▶ [Prompt]: Reproduce each entry below exactly as it appears.

▶ [Input for this task]:
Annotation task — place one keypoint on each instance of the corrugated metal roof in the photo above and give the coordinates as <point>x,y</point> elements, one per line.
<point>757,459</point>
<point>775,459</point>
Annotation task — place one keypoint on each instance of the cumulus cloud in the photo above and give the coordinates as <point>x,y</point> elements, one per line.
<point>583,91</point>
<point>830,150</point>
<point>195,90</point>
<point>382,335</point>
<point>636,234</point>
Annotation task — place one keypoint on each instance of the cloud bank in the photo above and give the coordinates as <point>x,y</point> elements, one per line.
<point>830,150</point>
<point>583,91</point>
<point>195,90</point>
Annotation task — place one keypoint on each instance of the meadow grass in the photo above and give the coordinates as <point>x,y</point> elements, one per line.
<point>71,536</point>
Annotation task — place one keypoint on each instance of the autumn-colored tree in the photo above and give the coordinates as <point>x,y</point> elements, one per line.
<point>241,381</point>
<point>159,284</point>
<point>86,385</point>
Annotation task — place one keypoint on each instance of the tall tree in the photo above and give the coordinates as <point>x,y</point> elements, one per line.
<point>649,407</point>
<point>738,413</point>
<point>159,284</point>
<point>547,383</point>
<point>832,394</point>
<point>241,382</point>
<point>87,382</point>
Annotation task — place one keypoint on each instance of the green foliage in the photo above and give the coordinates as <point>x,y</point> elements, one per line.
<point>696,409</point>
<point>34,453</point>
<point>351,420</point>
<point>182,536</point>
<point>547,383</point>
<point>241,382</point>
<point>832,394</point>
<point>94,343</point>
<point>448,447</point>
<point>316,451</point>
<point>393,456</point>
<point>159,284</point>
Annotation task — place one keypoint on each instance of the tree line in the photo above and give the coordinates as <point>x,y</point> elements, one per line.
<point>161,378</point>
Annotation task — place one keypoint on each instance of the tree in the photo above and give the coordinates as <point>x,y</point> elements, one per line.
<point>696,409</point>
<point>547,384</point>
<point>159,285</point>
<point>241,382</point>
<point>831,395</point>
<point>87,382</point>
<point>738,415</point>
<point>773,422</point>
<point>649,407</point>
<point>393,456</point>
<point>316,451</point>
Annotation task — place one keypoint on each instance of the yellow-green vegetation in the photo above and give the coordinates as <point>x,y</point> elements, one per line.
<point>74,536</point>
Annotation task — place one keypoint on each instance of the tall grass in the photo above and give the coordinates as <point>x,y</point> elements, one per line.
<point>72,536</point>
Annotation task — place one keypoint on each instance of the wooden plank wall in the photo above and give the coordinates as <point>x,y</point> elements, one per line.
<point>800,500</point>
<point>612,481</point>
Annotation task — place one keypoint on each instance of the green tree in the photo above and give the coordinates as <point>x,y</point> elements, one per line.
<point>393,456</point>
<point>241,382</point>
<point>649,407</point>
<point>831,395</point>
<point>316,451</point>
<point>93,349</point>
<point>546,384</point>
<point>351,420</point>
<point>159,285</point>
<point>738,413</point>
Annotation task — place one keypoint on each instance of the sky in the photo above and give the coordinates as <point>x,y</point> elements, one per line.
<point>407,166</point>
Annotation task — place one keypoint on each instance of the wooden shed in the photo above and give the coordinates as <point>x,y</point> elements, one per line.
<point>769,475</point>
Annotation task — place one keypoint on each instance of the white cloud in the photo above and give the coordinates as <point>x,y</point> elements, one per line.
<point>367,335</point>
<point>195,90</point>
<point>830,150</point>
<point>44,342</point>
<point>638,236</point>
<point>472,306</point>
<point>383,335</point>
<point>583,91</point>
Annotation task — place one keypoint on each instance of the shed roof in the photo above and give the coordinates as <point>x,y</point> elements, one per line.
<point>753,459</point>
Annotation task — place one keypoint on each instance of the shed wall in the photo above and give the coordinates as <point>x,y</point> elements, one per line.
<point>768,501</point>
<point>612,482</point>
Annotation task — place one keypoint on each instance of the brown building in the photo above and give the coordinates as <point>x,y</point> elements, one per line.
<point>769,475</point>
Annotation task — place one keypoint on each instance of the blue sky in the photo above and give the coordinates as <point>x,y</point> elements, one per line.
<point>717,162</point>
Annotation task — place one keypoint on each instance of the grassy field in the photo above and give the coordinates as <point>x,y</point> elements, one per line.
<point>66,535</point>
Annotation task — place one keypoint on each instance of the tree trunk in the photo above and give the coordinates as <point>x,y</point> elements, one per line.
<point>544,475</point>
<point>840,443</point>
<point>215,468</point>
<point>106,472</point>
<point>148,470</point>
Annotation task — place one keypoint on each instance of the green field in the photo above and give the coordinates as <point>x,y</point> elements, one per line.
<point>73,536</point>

▶ [Problem solution]:
Annotation task — place one keypoint on each instance of the corrugated metal roof in the photo above and give the coordinates as <point>x,y</point> elements, one per line.
<point>757,459</point>
<point>775,459</point>
Annotation task — place one keypoint on each instance of the cumulus cloud in the photo above and give the coordinates as <point>x,y</point> elements, one per line.
<point>583,91</point>
<point>830,150</point>
<point>195,90</point>
<point>382,335</point>
<point>636,234</point>
Annotation task — place one keypoint on each instance of the cloud bank in the photo above and give the coordinates as <point>x,y</point> elements, one per line.
<point>830,150</point>
<point>583,91</point>
<point>195,90</point>
Annotation task — place one keypoint on each instance of the meadow grass in the photo above and give the coordinates as <point>x,y</point> elements, one per line.
<point>71,536</point>
Annotation task — place one keypoint on each instance of the autumn-colored tree in the photo above and give the coordinates as <point>x,y</point> elements, one per line.
<point>241,381</point>
<point>159,284</point>
<point>86,385</point>
Annotation task — place one keypoint on each instance of the tall tree in the photo above and give the coordinates as <point>x,y</point> elements, one per line.
<point>649,407</point>
<point>738,413</point>
<point>159,284</point>
<point>547,383</point>
<point>832,394</point>
<point>241,382</point>
<point>87,382</point>
Annotation task — place one keypoint on each instance of the green foliage in the photo above and give the coordinates as <point>x,y</point> elements, one per line.
<point>696,409</point>
<point>34,453</point>
<point>351,420</point>
<point>182,536</point>
<point>547,383</point>
<point>241,382</point>
<point>832,394</point>
<point>94,343</point>
<point>448,447</point>
<point>316,451</point>
<point>393,456</point>
<point>159,284</point>
Annotation task — place one keypoint on each instance of the tree line in the photo above and give the coordinates as <point>x,y</point> elements, one per line.
<point>161,378</point>
Annotation task — place one keypoint on each instance of the tree in the photo above and give the coordinates as <point>x,y</point> elements, one per line.
<point>696,409</point>
<point>547,384</point>
<point>159,285</point>
<point>241,382</point>
<point>831,395</point>
<point>87,382</point>
<point>738,415</point>
<point>773,422</point>
<point>649,407</point>
<point>393,456</point>
<point>316,451</point>
Annotation task — place one keypoint on each instance of the yellow-green vegetation in the photo above and give the coordinates as <point>x,y</point> elements, one per line.
<point>74,536</point>
Annotation task — place one keypoint on each instance of the tall grass in the photo above and give the coordinates as <point>x,y</point> elements, one per line.
<point>72,536</point>
Annotation task — place one keypoint on each instance of the wooden plank wall in the photo above and give the coordinates as <point>x,y</point> elements, one per line.
<point>800,500</point>
<point>612,481</point>
Annotation task — place one keypoint on each instance of the green tree in the photo above and give the coordinates as <point>x,y</point> elements, one per line.
<point>393,456</point>
<point>241,382</point>
<point>649,407</point>
<point>831,395</point>
<point>316,451</point>
<point>93,349</point>
<point>546,384</point>
<point>351,420</point>
<point>159,285</point>
<point>738,413</point>
Annotation task — place one keypoint on each instance of the sky in the photo above and give the coordinates as <point>x,y</point> elements, one per line.
<point>407,166</point>
Annotation task — place one keypoint on each instance of the wooden shed in the photo above and give the coordinates as <point>x,y</point> elements, one per line.
<point>769,475</point>
Annotation task — place one keypoint on each instance of the white cloud in the photo above and give the coordinates as <point>x,y</point> elements, one per line.
<point>367,335</point>
<point>195,90</point>
<point>830,150</point>
<point>44,342</point>
<point>638,236</point>
<point>472,306</point>
<point>383,335</point>
<point>583,91</point>
Annotation task — place one keypoint on each instance of the shed roof in the photo above and give the coordinates as <point>x,y</point> elements, one per line.
<point>753,459</point>
Annotation task — place one keypoint on each instance of the shed wall in the photo above and give the coordinates as <point>x,y</point> elements, one per line.
<point>768,501</point>
<point>612,482</point>
Annotation task — place one keypoint on each instance of the brown building in the photo above and give the coordinates as <point>x,y</point> elements, one per line.
<point>769,475</point>
Annotation task — place one keypoint on each instance of the blue sky in the photo above and give the coordinates as <point>x,y</point> elements, one per line.
<point>717,162</point>
Annotation task — place one keypoint on each instance of the grassy field in the photo above and give the coordinates as <point>x,y</point> elements, one per line.
<point>66,535</point>
Annotation task — place one keypoint on each instance of the tree trunk in the photo above and give the coordinates as <point>x,y</point> elements, one per line.
<point>544,475</point>
<point>840,443</point>
<point>215,468</point>
<point>106,472</point>
<point>148,470</point>
Annotation task — place one keypoint on each instance of the green field in the photo above and give the coordinates as <point>x,y</point> elements, one per line.
<point>73,536</point>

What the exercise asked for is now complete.